• [Exercise brief]:
Copy out each line exactly as it appears.

• [Given records]:
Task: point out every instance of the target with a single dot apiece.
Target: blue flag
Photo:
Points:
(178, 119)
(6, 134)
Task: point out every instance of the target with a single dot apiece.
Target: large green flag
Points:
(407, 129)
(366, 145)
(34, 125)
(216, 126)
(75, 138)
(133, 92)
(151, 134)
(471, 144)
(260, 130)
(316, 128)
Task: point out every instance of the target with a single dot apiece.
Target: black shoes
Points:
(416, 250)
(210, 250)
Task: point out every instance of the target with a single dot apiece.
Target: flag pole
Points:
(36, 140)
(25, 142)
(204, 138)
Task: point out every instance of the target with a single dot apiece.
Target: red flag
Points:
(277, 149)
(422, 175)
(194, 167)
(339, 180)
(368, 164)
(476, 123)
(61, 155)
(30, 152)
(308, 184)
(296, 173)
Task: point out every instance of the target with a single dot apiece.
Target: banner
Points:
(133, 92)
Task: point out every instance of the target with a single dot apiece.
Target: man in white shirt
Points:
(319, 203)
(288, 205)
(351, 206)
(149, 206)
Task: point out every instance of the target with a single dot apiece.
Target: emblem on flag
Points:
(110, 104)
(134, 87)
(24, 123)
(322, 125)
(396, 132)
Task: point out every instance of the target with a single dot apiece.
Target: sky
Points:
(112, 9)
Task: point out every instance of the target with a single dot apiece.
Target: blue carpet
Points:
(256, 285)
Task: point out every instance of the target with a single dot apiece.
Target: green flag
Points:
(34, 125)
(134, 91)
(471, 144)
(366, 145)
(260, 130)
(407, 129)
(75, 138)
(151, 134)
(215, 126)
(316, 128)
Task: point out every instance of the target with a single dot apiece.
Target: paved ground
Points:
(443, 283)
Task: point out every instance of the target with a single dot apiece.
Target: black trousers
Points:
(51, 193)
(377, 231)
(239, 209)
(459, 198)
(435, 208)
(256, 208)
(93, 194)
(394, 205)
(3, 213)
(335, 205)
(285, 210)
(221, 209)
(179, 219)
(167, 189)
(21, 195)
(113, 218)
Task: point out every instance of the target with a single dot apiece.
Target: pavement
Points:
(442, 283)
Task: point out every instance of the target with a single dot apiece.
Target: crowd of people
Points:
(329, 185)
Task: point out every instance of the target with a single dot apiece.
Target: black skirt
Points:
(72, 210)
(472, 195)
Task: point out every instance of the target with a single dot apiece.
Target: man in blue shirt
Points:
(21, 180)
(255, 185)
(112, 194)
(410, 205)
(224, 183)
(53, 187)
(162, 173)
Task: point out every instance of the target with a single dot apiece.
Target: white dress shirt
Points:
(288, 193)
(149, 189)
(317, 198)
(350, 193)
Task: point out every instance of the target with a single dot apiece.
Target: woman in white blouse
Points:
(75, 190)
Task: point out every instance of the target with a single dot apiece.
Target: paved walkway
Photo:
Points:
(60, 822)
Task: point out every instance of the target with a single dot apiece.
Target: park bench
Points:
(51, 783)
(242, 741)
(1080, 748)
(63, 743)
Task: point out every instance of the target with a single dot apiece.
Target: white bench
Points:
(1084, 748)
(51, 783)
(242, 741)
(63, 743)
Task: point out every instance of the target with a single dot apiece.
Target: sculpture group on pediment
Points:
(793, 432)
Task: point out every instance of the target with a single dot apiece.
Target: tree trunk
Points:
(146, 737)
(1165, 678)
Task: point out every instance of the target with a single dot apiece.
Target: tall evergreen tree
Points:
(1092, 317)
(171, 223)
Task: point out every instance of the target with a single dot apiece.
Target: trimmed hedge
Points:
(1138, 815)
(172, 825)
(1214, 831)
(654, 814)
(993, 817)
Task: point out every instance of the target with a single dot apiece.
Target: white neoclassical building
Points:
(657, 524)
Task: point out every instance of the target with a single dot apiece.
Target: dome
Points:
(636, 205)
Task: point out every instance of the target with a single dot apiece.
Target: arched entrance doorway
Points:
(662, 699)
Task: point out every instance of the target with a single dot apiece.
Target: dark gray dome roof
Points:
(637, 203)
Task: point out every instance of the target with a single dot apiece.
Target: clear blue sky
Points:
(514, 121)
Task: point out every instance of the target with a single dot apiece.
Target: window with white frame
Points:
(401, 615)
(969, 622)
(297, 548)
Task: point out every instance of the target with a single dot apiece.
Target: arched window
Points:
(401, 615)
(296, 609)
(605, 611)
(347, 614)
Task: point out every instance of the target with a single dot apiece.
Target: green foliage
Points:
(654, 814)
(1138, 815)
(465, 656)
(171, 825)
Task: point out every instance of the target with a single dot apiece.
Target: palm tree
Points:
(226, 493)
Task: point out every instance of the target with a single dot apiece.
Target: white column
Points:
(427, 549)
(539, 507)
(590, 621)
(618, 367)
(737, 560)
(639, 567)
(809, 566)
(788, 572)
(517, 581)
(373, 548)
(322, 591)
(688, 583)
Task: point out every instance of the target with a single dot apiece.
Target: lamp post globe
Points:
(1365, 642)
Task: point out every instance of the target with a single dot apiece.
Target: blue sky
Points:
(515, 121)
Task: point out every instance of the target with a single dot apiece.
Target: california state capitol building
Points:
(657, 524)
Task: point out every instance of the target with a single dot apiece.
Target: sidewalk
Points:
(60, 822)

• [Written response]:
Task: point out every instance of the target with a single dot apiece.
Target: blue flag
Photo:
Points:
(178, 119)
(6, 134)
Task: point out every instance of the target with a single dot apiece.
Target: large green flag
Points:
(407, 129)
(366, 145)
(34, 125)
(216, 126)
(75, 138)
(133, 92)
(151, 134)
(471, 144)
(260, 130)
(316, 128)
Task: point out every instance of the target with a single dot apiece.
Target: black shoes
Points:
(416, 250)
(210, 250)
Task: point out every instance of the target with a single dot apiece.
Target: flag pole
Points:
(36, 140)
(25, 142)
(204, 138)
Task: point out every instance of the target with a single dot apiece.
Target: red flag
Points:
(277, 149)
(422, 175)
(194, 167)
(339, 180)
(368, 164)
(476, 123)
(61, 155)
(30, 152)
(308, 184)
(296, 173)
Task: point out every instance of the target with a single dot apiece.
Target: banner
Points:
(133, 92)
Task: point out every instance of the target with a single dot apiece.
Target: man in white shirt
Points:
(319, 203)
(288, 205)
(351, 206)
(149, 206)
Task: point out every instance of the target with a single dot apiece.
Target: emblem on flag
Points:
(110, 104)
(134, 87)
(24, 123)
(322, 125)
(396, 132)
Task: point out every instance of the target with a single dot apiece.
Target: sky
Points:
(112, 9)
Task: point out every instance of the target with a single dot apiece.
Target: blue carpet
Points:
(256, 285)
Task: point out every instance of the target with a single dot apiece.
Target: green flag
Points:
(34, 125)
(134, 91)
(471, 144)
(366, 145)
(260, 130)
(407, 129)
(75, 138)
(151, 134)
(215, 126)
(316, 128)
Task: point out every instance of the target with a single dot apiece.
Target: paved ground
Points:
(443, 283)
Task: point out every instance of the target with a single dot apiece.
Target: black trousers
Points:
(51, 193)
(377, 231)
(239, 209)
(459, 198)
(435, 208)
(256, 208)
(93, 194)
(394, 205)
(3, 213)
(335, 205)
(285, 210)
(221, 209)
(179, 219)
(167, 189)
(21, 195)
(113, 218)
Task: point out every instance of the target with a single dot apiece.
Target: pavement
Points:
(442, 283)
Task: point out every instance of the target with a single dot apiece.
Target: crowd of people
Points:
(329, 185)
Task: point out every instance of the target with a single dot apiece.
Target: black skirt
Points:
(72, 210)
(472, 195)
Task: point out every instance of the target with a single dot apiece.
Target: man in blue shirt
Points:
(21, 180)
(255, 185)
(112, 194)
(410, 205)
(224, 183)
(53, 187)
(162, 173)
Task: point out every instance of the target with a single dot apiece.
Target: white dress shirt
Points:
(288, 193)
(149, 189)
(317, 198)
(350, 193)
Task: point out every instance of the target with a single dot apiece.
Target: woman in white blouse
Points:
(75, 190)
Task: point out every instance of the target with a single dot apiece.
Target: paved walkway
Photo:
Points:
(60, 822)
Task: point out every instance of the target with a single dot apiece.
Target: park bench
Points:
(51, 783)
(242, 741)
(1080, 748)
(63, 743)
Task: point out every instance of the target with a single dot apiece.
Target: white bench
Points:
(1084, 748)
(51, 783)
(242, 741)
(63, 743)
Task: point out every instance of the target with a single dot apiece.
Target: sculpture group on pediment
Points:
(793, 432)
Task: point out every instance of the target with a single dot apiece.
Target: tree trunk
Points:
(146, 737)
(1165, 678)
Task: point out every instance of the target with a single dot apiece.
Target: tall evergreen tree
Points:
(1092, 317)
(171, 223)
Task: point out every instance of the target with a single dot apiece.
Target: trimmed hedge
Points:
(1138, 815)
(172, 825)
(1214, 831)
(654, 814)
(993, 817)
Task: point out every instance of the target with a single dot apiece.
Target: white neoclassical building
Points:
(657, 524)
Task: point out every instance of the target with a single dot apiece.
Target: dome
Points:
(636, 205)
Task: point out every instance of the target with a single dot apiece.
Target: arched entrance doorway
Points:
(662, 699)
Task: point out every instance of the target with a single dot apiece.
Target: dark gray dome roof
Points:
(637, 203)
Task: point out every instance of the target with a single dot apiece.
Target: clear blue sky
Points:
(514, 121)
Task: point out every instance of the target with a single dot apiece.
Target: window with white frame
Points:
(401, 615)
(969, 622)
(297, 548)
Task: point out every instance of the target with a single dot apiece.
Target: arched window
Points:
(401, 615)
(296, 609)
(605, 611)
(347, 614)
Task: point out every instance of the target with a single dot apiece.
Target: green foliage
Points:
(654, 814)
(1138, 815)
(465, 656)
(171, 825)
Task: point out every instance of the target with a single dot apiece.
Target: palm tree
Points:
(226, 493)
Task: point out every instance of the target with a single dot apiece.
Target: white column
Points:
(427, 549)
(539, 507)
(590, 621)
(618, 367)
(737, 560)
(639, 567)
(809, 566)
(788, 572)
(517, 581)
(373, 548)
(322, 591)
(688, 583)
Task: point out every instance of the target with a single dot apiece.
Target: lamp post globe
Points:
(1365, 642)
Task: point out every instance of the target with a single dot apiece.
Target: blue sky
Points:
(515, 121)
Task: point out every instance of the target with a single dot apiece.
Target: california state capitol building
Points:
(657, 524)
Task: point out every instance of the target with a single dot apiece.
Target: sidewalk
Points:
(60, 822)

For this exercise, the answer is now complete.